TASK INSTRUCTIONS: Could you write out every line of the listing below as a numbered list, leaving out any blank lines?

* begin *

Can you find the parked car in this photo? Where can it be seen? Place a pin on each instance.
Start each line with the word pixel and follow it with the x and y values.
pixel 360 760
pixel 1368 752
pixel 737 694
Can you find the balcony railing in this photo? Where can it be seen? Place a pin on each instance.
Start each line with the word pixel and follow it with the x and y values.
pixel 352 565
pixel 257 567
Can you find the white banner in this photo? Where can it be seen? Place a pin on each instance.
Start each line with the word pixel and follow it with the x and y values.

* end *

EXERCISE RESULT:
1. Can you find the parked car in this photo? Where can it be seen? Place a pin on each instance.
2. Start each line with the word pixel and follow it with the x and y values.
3. pixel 360 760
4. pixel 1368 752
5. pixel 737 694
6. Can you find the balcony railing in this photo? Where can it be seen? Place a pin on each instance.
7. Start each line with the word pixel and follow it with the x and y values.
8. pixel 352 565
9. pixel 257 567
10. Can you find the white banner in this photo? Where can it be seen? Place a pin on each instance.
11. Start each line with the word pixel and follow it with the x and y values.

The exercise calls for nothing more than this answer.